Records from a collection:
________________

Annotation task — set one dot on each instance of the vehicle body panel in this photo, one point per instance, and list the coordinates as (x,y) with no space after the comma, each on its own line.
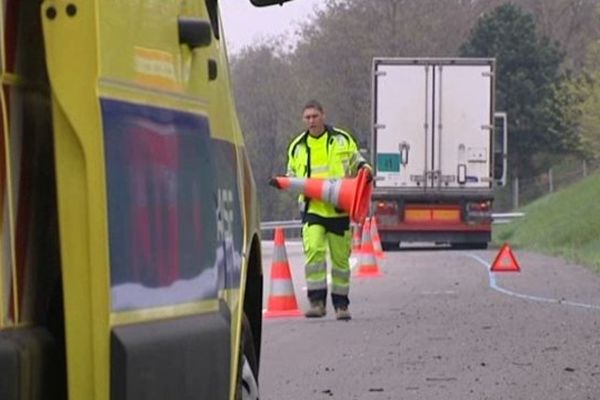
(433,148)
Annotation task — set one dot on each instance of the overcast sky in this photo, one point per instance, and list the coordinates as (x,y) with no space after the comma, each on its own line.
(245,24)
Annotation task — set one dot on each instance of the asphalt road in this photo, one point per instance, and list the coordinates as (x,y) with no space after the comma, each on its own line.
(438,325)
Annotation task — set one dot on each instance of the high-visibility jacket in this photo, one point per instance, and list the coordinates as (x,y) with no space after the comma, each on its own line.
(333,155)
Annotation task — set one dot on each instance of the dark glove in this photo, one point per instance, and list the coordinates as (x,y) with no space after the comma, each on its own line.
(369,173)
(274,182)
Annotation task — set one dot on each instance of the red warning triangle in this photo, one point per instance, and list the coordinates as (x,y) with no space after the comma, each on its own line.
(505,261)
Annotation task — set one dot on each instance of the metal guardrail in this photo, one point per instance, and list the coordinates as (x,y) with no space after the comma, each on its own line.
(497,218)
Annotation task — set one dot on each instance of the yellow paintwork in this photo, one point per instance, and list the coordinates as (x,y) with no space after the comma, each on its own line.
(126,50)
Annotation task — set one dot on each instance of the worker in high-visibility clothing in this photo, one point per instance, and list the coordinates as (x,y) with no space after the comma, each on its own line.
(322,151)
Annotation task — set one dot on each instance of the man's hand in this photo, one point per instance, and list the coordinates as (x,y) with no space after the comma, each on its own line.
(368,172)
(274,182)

________________

Goal of the exercise. Beginning with the line that contains "of the dark", repeat every line through the end of the records and nothing more.

Problem solution.
Annotation task — set one dot on each instance of the dark glove in this photo, one point per instance, and list the coordinates as (x,y) with no space after the comma, each on its own line.
(369,173)
(274,182)
Annotation task — set one dot on each instance of the red warning triangle in this photo, one point per instance, and list the coordinates as (x,y) with no space after the comma, each on its own line.
(505,261)
Annotation task — set one dot on each instance of the metal guardrail in this photo, one point per instance, and list the coordinates as (x,y) with no space after the comma, each on its own line.
(497,218)
Annotation task — set one dot on each instance of the yellow paintwork in this photo, one point per instance, and list the coordinates as (x,y) with no space after the comma, each on its own line.
(126,50)
Annotation task — set one dot on each instance of the worker in high-visibility clothing in this photo, one point per instance, and list the coordinates as (x,y) with no space after the comma, each on its own line.
(322,151)
Annotation task — set one dot on each instance of the man's hand in this photo, one point per instance, and list the coordinates as (x,y) with no space after the comma, each on its own line.
(368,172)
(274,182)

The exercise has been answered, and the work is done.